• [Paginatekst]
== == ==

Neem een oude webcam, verwijder het infraroodfilter, en je hebt je eigen door Ghostbusters geïnspireerde ‘detector’. Dat klinkt heel simpel, maar er zit wetenschap achter dit trucje waarmee je in het donker kunt kijken. Thim Zuidwijk slaat in de optica een brug tussen praktijk en theorie.  

Zuidwijk, technicus bij de onderzoeksgroep Optica van de TU Delft: “Toen ik 21 was, overwoog ik serieus om geschiedenis te studeren, die interesse zit bij ons in de familie. Maar uiteindelijk heb ik gekozen voor de technologie en heb ik materiaalwetenschap gestudeerd. Dat is eigenlijk ook een soort geschiedenis.” Door zijn passies voor geschiedenis en wetenschap met elkaar te combineren ontwikkelde hij de tentoonstelling Optics for all in samenwerking met het team Academisch Erfgoed van de TU Delft Library. Deze tentoonstelling is momenteel te zien in het Science Centre Delft en is nog te bezoeken tot 31 januari 2020.

== == ==

[Opgeslagen gegevensregels]
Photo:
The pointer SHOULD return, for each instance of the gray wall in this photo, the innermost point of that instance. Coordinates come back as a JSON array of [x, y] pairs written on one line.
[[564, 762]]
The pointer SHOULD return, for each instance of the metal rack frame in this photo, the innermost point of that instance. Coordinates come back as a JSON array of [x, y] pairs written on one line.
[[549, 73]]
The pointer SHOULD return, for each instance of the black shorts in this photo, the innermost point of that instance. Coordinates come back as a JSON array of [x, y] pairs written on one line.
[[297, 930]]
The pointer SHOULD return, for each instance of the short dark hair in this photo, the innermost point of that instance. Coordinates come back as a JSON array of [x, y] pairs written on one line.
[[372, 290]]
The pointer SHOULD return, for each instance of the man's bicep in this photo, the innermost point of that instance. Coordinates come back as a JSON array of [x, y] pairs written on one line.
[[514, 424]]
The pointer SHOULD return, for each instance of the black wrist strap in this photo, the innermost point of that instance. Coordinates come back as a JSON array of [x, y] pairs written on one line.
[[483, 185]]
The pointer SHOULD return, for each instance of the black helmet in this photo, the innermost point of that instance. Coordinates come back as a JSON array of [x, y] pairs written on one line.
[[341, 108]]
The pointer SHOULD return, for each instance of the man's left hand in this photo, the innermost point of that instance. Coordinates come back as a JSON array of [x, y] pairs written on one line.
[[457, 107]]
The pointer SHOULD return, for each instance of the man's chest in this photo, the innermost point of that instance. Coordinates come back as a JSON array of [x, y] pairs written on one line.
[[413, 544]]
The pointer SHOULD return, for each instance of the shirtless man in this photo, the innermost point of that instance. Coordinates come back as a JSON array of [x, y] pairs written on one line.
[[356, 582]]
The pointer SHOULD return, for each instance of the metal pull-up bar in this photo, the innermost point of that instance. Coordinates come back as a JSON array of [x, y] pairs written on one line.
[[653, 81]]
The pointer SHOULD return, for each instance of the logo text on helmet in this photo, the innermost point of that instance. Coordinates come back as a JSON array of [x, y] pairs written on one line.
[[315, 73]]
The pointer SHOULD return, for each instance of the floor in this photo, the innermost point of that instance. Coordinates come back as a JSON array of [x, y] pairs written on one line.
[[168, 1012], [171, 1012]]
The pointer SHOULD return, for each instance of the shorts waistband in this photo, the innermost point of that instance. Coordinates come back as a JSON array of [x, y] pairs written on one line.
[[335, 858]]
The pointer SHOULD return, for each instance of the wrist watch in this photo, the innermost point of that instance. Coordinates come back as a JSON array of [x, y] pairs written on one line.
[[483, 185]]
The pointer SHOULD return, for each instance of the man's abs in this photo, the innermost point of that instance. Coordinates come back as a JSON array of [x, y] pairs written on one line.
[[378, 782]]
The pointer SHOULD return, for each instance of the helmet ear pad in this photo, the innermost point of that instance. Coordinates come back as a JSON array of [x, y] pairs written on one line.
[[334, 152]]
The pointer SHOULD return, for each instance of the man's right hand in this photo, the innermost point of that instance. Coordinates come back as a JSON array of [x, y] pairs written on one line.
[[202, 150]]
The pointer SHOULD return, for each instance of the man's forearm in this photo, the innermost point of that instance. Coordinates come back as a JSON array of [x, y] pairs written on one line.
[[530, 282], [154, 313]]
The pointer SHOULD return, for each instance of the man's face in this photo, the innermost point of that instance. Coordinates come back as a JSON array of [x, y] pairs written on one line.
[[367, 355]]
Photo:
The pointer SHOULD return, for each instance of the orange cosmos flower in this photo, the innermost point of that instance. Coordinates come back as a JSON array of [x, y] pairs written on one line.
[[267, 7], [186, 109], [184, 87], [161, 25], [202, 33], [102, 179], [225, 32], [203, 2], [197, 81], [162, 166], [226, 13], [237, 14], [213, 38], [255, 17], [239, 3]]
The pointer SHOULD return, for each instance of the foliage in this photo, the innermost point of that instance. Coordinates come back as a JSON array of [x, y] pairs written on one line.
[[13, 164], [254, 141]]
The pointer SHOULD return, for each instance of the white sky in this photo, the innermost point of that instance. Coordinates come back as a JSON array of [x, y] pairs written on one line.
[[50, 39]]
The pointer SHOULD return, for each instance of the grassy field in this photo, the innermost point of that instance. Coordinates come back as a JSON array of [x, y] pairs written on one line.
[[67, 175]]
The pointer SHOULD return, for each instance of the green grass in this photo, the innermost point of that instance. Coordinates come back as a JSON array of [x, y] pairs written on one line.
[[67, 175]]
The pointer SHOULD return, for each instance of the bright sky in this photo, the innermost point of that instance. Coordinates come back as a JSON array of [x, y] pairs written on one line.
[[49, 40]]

== == ==

• [Opdracht A]
Noem alle getallen die in de tekst over Thim Zuidwijk en optica voorkomen.
• [Opdracht B]
Ga verder met de tekst over Thim Zuidwijk en optica, te beginnen na de laatste zin.

• [Resultaat A]
21, 31, 2020

• [Resultaat B]
Optica is voor iedereen

Twee jaar geleden organiseerde de afdeling Optica ter gelegenheid van haar 70-jarig bestaan haar eerste congres, ‘Face2phase’. Ter voorbereiding op het congres doken Zuidwijk en Joseph Braat, voormalig hoogleraar geometrische optica, in de geschiedenis van de afdeling. Nu, twee jaar later, doen ze dat opnieuw. Deze keer organiseren ze een tentoonstelling gericht op het werk van de oprichter van de afdeling professor Bram van Heel. Braat was de laatste student die bij Van Heel afstudeerde: “Puur dankzij mijn leeftijd heb ik de tijd van Van Heel nog een beetje meegemaakt.”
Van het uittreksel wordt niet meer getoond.